## Extract provided
━━━━━━
Unnamed: 0,PassengerId,Survived,Pclass,Name,Sex,Age,SibSp,Parch,Ticket,Fare,Cabin,Embarked
0,1,0,3,"Braund, Mr. Owen Harris",male,22.0,1,0,A/5 21171,7.25,,S
1,2,1,1,"Cumings, Mrs. John Bradley (Florence Briggs Th...",female,38.0,1,0,PC 17599,71.2833,C85,C
2,3,1,3,"Heikkinen, Miss. Laina",female,26.0,0,0,STON/O2. 3101282,7.925,,S
3,4,1,1,"Futrelle, Mrs. Jacques Heath (Lily May Peel)",female,35.0,1,0,113803,53.1,C123,S
4,5,0,3,"Allen, Mr. William Henry",male,35.0,0,0,373450,8.05,,S


In [0]:
data.shape

(891, 12)

## Missing Data

### Check missing values

In [0]:
data.isnull().sum()

PassengerId      0
Survived         0
Pclass           0
Name             0
Sex              0
Age            177
SibSp            0
Parch            0
Ticket           0
Fare             0
Cabin          687
Embarked         2
dtype: int64

### Missing value handling

As you can seee that there are some missing values in 'age' , 'embark' and 'cabin'. In 'cabin' number of missing values are large hence we delete this column from data, and in 'age' we will fill missing values with mean value and in 'embark' with most frequent value.
━━━━━━
## Tasks and exercises
- A) According to the missing-value counts in the passenger data excerpt, which columns have at least one missing value?
- B) Repeat the passenger data excerpt between "### Missing value" and "most frequent value.", inclusive.
The items that come next have no connection to the passenger data excerpt.

## Material
━━━━━━
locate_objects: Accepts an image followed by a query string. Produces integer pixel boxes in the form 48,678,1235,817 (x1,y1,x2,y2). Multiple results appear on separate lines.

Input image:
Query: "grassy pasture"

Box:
━━━━━━
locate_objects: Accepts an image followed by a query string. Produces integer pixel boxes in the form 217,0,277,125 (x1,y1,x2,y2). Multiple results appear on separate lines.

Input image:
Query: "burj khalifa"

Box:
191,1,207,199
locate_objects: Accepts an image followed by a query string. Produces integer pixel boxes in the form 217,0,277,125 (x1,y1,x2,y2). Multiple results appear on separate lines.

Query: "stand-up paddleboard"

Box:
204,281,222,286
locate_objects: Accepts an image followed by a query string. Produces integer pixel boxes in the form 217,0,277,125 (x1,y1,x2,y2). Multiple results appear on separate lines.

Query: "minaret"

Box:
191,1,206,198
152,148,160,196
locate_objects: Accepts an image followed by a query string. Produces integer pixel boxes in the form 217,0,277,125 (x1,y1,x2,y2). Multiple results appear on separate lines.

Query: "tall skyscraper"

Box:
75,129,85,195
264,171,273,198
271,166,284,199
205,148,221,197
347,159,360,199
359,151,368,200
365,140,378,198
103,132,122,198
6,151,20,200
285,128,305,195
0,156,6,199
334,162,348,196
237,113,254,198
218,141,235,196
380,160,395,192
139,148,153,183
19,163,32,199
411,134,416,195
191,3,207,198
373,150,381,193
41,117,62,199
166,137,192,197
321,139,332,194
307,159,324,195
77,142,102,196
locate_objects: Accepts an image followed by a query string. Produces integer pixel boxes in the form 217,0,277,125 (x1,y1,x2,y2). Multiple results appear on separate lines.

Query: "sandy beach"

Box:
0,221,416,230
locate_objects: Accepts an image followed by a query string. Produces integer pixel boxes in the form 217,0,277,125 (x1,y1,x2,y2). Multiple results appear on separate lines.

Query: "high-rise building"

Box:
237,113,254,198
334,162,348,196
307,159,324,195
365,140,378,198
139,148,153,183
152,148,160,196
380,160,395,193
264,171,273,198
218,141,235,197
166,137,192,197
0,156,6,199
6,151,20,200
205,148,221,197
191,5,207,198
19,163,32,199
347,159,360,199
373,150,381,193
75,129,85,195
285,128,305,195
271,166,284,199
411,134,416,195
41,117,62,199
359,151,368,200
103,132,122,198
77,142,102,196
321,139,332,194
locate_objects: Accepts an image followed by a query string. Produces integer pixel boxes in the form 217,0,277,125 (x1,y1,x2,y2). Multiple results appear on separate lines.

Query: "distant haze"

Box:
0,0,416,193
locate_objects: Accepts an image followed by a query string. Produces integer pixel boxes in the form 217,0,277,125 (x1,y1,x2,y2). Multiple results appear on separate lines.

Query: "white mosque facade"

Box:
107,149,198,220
━━━━━━
## Solutions for each task
- A) Age, Cabin, Embarked

- B)
### Missing value handling

As you can seee that there are some missing values in 'age' , 'embark' and 'cabin'. In 'cabin' number of missing values are large hence we delete this column from data, and in 'age' we will fill missing values with mean value and in 'embark' with most frequent value.